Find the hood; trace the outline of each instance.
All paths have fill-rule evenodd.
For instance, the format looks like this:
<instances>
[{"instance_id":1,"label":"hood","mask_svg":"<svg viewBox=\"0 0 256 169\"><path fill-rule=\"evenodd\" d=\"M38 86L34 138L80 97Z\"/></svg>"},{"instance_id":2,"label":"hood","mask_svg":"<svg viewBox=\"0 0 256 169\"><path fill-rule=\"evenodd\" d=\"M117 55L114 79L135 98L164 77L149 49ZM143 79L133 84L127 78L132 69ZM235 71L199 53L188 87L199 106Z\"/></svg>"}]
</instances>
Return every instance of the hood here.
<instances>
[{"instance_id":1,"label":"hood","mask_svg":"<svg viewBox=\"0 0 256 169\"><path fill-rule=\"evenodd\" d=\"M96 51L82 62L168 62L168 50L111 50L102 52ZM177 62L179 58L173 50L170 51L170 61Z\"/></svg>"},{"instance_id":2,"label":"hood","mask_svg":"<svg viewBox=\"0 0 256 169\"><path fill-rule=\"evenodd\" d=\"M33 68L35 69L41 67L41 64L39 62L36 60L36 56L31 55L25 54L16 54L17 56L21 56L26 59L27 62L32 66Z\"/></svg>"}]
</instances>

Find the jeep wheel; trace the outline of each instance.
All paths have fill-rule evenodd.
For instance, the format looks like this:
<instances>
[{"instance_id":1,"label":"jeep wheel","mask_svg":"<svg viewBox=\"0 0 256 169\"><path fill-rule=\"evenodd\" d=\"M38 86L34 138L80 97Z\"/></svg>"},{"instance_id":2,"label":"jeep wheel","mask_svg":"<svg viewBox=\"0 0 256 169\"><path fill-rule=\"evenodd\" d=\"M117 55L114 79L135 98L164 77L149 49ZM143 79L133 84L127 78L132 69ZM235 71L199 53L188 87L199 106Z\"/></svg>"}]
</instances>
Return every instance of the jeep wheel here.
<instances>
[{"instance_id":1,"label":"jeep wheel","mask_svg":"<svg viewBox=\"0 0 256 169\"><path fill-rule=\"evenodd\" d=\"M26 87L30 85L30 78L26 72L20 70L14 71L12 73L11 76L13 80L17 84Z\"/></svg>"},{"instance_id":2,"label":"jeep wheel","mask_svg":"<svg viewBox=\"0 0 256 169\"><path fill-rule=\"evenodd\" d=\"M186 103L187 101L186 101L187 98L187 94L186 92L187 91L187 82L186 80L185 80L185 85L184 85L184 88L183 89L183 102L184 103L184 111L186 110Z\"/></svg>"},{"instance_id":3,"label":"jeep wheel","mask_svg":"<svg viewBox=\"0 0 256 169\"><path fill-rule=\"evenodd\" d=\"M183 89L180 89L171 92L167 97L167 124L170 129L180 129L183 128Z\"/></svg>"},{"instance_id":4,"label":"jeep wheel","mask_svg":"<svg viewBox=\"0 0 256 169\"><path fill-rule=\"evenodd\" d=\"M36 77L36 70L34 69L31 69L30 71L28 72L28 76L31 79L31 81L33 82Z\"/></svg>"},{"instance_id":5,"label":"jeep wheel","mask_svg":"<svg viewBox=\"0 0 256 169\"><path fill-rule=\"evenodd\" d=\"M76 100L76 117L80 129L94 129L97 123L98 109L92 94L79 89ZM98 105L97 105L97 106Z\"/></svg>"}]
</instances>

________________________

■ Task goal ■
Can you give every line above again, exactly as written?

■ Solved exercise ■
Find the hood; trace the outline of each instance.
All paths have fill-rule evenodd.
For instance, the format looks like this:
<instances>
[{"instance_id":1,"label":"hood","mask_svg":"<svg viewBox=\"0 0 256 169\"><path fill-rule=\"evenodd\" d=\"M38 86L34 138L80 97Z\"/></svg>"},{"instance_id":2,"label":"hood","mask_svg":"<svg viewBox=\"0 0 256 169\"><path fill-rule=\"evenodd\" d=\"M117 55L114 79L135 98L164 77L149 49ZM143 79L133 84L127 78L132 69ZM235 71L199 53L188 87L199 106Z\"/></svg>"}]
</instances>
Return every instance of the hood here.
<instances>
[{"instance_id":1,"label":"hood","mask_svg":"<svg viewBox=\"0 0 256 169\"><path fill-rule=\"evenodd\" d=\"M96 51L82 62L168 62L168 50L111 50L102 52ZM177 62L179 58L173 50L170 51L170 61Z\"/></svg>"},{"instance_id":2,"label":"hood","mask_svg":"<svg viewBox=\"0 0 256 169\"><path fill-rule=\"evenodd\" d=\"M33 68L35 69L41 67L41 64L39 62L36 60L36 56L31 55L25 54L16 54L17 56L21 56L26 59L27 62L32 66Z\"/></svg>"}]
</instances>

Find the jeep wheel; trace the outline of each instance.
All paths have fill-rule evenodd.
For instance, the format looks like this:
<instances>
[{"instance_id":1,"label":"jeep wheel","mask_svg":"<svg viewBox=\"0 0 256 169\"><path fill-rule=\"evenodd\" d=\"M38 86L34 138L80 97Z\"/></svg>"},{"instance_id":2,"label":"jeep wheel","mask_svg":"<svg viewBox=\"0 0 256 169\"><path fill-rule=\"evenodd\" d=\"M117 55L114 79L135 98L164 77L149 49ZM143 79L133 84L127 78L132 69ZM235 71L199 53L188 87L199 106Z\"/></svg>"}]
</instances>
Return every instance of the jeep wheel here.
<instances>
[{"instance_id":1,"label":"jeep wheel","mask_svg":"<svg viewBox=\"0 0 256 169\"><path fill-rule=\"evenodd\" d=\"M26 87L30 85L30 78L26 72L20 70L14 71L12 73L11 76L13 80L17 84Z\"/></svg>"},{"instance_id":2,"label":"jeep wheel","mask_svg":"<svg viewBox=\"0 0 256 169\"><path fill-rule=\"evenodd\" d=\"M186 103L187 101L186 101L187 98L187 94L186 92L187 91L187 82L186 80L185 80L185 85L184 85L184 88L183 89L183 102L184 103L184 111L186 110Z\"/></svg>"},{"instance_id":3,"label":"jeep wheel","mask_svg":"<svg viewBox=\"0 0 256 169\"><path fill-rule=\"evenodd\" d=\"M183 89L180 89L171 92L167 97L167 124L170 129L180 129L183 128Z\"/></svg>"},{"instance_id":4,"label":"jeep wheel","mask_svg":"<svg viewBox=\"0 0 256 169\"><path fill-rule=\"evenodd\" d=\"M36 77L36 70L34 69L31 69L30 71L28 72L28 76L31 79L31 81L33 82Z\"/></svg>"},{"instance_id":5,"label":"jeep wheel","mask_svg":"<svg viewBox=\"0 0 256 169\"><path fill-rule=\"evenodd\" d=\"M76 100L76 117L80 129L94 129L97 123L98 109L92 94L79 89ZM98 105L97 105L97 106Z\"/></svg>"}]
</instances>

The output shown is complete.